§ Text to read:
## begin

Michael Crowley writes: It was the day after Britain voted to leave the European Union in June, and the Western world was still absorbing the shock. With no clear plan for what would come next, the globe’s fifth-biggest economy had abruptly announced a divorce from the neighbors it had been trading with for nearly 45 years. Markets plunged. “A calamity,” declared the New York Times. “Global panic,” proclaimed one London headline.

Steve Bannon had a different reaction. He booked the calamity’s chief architect as a guest on his radio show to celebrate.

This was then still weeks before Bannon emerged into the national spotlight as CEO of Donald Trump’s struggling presidential campaign. Bannon was an executive at Breitbart News, an activist-editor-gadfly known mostly on the far right, and the “Brexit” campaign was something of a pet project. He hitched onto the Tea Party movement early in Barack Obama’s presidency and noticed a similar right-populist wave rising across the Atlantic, where fed-up rural, white Britons were anxious about immigration and resentful of EU bureaucrats. The cause touched on some of Bannon’s deepest beliefs, including nationalism, Judeo-Christian identity and the evils of Big Government. In early 2014, Bannon launched a London outpost of Breitbart, opening what he called a new front “in our current cultural and political war.” The site promptly began pointing its knives at the EU, with headlines like “The EU Is Dead, It Just Refuses to Lie Down”; “The European Union’s Response to Terrorism Is a Massive Privacy Power Grab”; “Pressure on Member States to Embrace Trans Ideology.” One 2014 article invited readers to vote in a poll among “the most annoying European Union rules.”

## end

§ Data records:
## begin

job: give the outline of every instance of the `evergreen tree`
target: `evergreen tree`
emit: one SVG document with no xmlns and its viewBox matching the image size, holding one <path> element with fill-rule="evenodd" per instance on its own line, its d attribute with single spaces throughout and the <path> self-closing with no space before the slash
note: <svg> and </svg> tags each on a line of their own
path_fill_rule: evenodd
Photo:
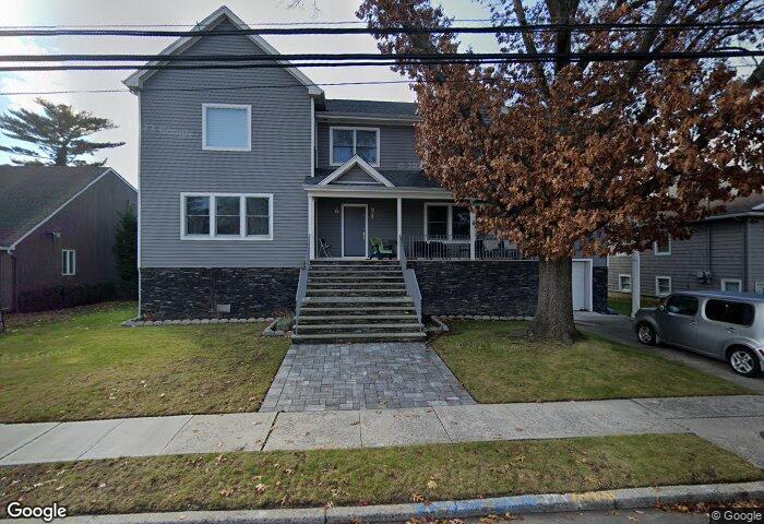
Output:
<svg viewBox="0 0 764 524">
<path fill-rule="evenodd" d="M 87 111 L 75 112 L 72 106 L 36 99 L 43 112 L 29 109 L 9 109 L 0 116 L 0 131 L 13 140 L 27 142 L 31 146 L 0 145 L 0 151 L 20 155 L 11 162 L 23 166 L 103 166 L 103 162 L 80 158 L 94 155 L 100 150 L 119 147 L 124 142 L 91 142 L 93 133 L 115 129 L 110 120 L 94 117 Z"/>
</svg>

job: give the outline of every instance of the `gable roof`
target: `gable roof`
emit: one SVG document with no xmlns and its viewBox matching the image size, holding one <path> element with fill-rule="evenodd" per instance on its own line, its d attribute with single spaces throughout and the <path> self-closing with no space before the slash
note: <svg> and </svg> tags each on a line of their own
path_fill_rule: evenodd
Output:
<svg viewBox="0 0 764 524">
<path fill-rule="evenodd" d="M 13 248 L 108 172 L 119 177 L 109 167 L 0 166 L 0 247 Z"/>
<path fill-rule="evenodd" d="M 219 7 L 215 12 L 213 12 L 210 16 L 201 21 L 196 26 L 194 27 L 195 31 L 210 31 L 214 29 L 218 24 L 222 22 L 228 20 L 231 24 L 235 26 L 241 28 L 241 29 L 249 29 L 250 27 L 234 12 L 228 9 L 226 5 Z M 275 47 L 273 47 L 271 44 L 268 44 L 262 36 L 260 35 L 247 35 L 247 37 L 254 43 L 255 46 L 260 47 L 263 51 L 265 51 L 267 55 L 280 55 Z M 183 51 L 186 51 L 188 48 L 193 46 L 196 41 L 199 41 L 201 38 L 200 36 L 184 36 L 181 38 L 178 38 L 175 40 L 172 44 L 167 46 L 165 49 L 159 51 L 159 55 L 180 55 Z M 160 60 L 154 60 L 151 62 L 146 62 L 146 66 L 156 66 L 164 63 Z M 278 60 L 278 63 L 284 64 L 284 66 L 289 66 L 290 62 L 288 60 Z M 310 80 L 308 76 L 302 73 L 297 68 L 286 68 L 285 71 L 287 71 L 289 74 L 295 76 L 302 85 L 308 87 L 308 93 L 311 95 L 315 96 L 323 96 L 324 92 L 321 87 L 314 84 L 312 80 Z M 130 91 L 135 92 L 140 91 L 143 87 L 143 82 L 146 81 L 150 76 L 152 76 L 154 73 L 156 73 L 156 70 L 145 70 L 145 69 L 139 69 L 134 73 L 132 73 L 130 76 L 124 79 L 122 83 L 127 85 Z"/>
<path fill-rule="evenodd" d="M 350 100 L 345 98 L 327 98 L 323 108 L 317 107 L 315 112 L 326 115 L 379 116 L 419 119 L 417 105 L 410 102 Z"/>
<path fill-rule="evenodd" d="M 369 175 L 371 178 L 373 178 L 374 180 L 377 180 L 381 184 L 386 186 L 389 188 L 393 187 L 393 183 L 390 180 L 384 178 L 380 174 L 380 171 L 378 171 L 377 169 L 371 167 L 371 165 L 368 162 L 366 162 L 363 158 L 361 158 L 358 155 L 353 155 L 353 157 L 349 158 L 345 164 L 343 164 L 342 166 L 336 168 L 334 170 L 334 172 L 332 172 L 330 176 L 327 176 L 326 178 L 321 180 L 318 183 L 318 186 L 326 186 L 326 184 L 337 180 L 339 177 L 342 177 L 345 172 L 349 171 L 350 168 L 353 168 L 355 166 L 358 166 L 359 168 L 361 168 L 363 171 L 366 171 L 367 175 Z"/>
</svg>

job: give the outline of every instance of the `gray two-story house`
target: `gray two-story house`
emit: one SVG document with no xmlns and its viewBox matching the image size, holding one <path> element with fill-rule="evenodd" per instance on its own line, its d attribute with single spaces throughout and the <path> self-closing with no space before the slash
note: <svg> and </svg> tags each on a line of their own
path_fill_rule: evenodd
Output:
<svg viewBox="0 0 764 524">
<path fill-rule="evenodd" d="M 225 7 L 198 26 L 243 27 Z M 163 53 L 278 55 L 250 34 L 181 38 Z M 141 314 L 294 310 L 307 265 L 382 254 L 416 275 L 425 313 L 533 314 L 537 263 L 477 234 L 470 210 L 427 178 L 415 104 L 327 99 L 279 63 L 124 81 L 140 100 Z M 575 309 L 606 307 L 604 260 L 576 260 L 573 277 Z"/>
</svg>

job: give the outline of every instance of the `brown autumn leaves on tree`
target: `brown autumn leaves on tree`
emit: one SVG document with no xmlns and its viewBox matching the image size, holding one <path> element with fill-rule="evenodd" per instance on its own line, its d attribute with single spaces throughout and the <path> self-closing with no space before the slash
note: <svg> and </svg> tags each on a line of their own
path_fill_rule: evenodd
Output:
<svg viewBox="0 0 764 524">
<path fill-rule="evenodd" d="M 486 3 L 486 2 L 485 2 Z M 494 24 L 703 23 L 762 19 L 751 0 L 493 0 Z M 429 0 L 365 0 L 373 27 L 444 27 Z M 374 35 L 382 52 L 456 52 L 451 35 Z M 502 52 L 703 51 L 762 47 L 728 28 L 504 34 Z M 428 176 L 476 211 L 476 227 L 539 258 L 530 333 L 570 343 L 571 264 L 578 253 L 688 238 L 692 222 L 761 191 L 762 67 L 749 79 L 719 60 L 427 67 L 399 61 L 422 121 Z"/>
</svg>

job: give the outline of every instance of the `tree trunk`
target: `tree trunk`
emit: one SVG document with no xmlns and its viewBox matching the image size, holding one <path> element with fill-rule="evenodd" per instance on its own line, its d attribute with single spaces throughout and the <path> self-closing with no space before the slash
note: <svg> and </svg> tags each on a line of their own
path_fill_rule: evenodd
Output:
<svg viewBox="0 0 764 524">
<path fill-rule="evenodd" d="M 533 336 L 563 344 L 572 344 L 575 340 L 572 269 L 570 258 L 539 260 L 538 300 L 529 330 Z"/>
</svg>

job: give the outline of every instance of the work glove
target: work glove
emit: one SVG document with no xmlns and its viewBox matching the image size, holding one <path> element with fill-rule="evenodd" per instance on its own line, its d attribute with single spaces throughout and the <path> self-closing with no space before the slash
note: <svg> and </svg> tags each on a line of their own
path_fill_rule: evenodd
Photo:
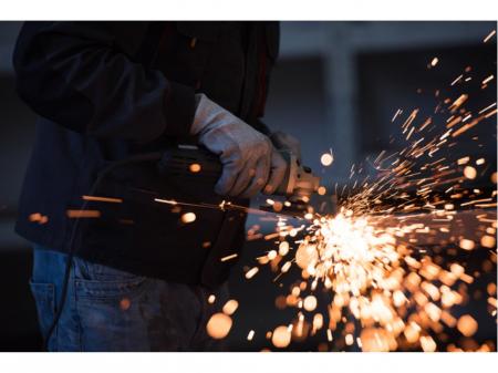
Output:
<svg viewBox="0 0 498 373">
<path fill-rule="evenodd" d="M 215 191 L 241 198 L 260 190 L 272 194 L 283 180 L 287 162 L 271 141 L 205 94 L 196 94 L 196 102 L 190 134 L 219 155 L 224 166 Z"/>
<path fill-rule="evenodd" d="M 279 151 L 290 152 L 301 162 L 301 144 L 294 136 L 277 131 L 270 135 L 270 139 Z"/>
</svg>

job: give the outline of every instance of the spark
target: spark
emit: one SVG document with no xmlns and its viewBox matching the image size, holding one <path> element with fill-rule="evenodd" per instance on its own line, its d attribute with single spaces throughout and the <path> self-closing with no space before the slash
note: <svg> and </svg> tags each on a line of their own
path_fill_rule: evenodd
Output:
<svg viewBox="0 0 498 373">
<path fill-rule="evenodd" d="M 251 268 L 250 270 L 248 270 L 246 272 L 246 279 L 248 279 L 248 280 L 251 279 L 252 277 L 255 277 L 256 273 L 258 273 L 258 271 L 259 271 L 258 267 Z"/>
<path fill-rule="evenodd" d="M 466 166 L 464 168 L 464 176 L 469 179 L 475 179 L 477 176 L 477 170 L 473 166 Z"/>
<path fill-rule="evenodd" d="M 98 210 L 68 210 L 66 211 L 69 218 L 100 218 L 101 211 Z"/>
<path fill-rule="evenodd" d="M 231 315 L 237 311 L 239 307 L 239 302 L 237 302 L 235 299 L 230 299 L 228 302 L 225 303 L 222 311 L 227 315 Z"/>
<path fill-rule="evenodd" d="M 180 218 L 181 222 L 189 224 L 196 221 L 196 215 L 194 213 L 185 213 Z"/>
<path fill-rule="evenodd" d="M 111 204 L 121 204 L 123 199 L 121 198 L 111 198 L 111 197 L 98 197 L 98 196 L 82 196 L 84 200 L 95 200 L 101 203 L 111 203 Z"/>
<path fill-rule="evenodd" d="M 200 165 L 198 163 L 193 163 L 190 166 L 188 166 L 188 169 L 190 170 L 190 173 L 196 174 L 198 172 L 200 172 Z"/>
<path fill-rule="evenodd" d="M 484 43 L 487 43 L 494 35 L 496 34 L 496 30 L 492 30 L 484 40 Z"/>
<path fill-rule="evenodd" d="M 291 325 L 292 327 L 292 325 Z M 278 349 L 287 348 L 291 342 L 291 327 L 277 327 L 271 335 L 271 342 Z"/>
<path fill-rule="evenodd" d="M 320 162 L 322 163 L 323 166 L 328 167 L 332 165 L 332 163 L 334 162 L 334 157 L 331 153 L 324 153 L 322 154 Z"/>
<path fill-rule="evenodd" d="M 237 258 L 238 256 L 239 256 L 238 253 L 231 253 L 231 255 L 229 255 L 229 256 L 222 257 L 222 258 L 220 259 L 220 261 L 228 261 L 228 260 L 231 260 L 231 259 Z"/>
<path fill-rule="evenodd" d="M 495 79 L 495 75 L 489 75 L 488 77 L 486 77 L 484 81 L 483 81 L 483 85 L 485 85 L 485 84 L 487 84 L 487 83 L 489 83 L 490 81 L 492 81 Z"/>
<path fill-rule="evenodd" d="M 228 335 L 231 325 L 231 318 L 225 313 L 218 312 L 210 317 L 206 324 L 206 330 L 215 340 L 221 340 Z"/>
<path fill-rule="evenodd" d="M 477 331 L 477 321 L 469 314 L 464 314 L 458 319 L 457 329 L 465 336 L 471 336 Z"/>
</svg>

## end
## begin

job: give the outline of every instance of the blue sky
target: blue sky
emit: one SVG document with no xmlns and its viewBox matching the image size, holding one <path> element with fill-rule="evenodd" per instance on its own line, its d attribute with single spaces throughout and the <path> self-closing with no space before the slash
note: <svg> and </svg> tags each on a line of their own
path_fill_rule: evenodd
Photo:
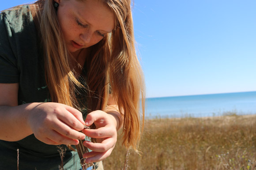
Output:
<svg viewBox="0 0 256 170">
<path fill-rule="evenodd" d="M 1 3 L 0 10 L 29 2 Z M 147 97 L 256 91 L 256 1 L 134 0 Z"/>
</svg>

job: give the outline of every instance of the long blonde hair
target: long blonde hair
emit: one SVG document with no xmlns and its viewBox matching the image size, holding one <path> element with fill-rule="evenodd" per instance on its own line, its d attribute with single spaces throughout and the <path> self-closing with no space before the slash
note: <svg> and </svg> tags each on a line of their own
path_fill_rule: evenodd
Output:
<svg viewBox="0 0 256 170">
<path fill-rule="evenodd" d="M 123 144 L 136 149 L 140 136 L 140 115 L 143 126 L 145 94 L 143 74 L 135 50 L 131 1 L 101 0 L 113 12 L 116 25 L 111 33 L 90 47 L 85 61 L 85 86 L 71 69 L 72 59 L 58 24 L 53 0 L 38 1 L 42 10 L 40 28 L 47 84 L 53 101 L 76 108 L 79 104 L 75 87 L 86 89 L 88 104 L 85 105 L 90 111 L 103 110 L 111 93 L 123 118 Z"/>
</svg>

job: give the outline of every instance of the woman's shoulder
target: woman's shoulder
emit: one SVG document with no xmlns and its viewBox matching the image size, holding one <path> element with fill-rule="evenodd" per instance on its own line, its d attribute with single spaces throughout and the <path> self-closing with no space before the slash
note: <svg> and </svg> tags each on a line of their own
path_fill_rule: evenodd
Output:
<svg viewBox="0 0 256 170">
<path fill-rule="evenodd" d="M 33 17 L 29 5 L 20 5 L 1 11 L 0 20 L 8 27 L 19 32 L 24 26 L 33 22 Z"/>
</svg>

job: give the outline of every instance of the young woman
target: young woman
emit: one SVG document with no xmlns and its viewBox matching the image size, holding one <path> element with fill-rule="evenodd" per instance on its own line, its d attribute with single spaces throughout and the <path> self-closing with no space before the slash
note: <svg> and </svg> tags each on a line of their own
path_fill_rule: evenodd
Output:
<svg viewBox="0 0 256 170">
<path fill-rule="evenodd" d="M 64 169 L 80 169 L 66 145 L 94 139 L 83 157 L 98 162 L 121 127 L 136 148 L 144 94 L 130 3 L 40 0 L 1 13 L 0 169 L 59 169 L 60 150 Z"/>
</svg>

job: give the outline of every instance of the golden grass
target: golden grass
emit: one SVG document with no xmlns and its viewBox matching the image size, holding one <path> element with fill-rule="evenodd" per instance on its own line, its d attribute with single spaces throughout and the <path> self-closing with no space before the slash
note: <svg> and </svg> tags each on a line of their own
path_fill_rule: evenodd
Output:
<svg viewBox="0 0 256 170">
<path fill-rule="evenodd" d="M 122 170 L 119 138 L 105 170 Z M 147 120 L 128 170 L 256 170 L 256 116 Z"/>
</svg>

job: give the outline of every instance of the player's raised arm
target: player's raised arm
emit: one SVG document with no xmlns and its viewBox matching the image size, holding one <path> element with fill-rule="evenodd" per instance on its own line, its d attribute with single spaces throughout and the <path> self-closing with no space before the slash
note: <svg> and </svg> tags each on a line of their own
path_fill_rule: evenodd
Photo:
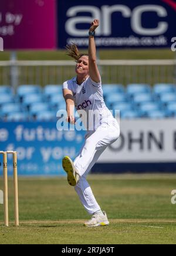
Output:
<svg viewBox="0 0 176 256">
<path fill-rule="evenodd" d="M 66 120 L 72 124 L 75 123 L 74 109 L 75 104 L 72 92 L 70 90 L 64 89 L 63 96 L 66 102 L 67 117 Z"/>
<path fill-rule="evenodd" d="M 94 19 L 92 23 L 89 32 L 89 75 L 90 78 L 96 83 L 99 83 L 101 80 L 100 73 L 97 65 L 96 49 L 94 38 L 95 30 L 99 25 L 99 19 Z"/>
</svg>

## end

§ Instructions:
A: Answer these questions using the passage about Steve Bannon and Brexit:
(i) How does the passage rank Britain's economy among the world's economies?
(ii) Whom did Bannon book as a guest on his radio show, and for what purpose?
(iii) When did Bannon launch a London outpost of Breitbart?
B: From the passage about Steve Bannon and Brexit, extract word for word the part from "Michael Crowley writes: It" up to and including "one London headline.".

§ Answers below:
A:
(i) The globe's fifth-biggest economy.
(ii) The calamity's chief architect, to celebrate.
(iii) In early 2014.

B:
Michael Crowley writes: It was the day after Britain voted to leave the European Union in June, and the Western world was still absorbing the shock. With no clear plan for what would come next, the globe’s fifth-biggest economy had abruptly announced a divorce from the neighbors it had been trading with for nearly 45 years. Markets plunged. “A calamity,” declared the New York Times. “Global panic,” proclaimed one London headline.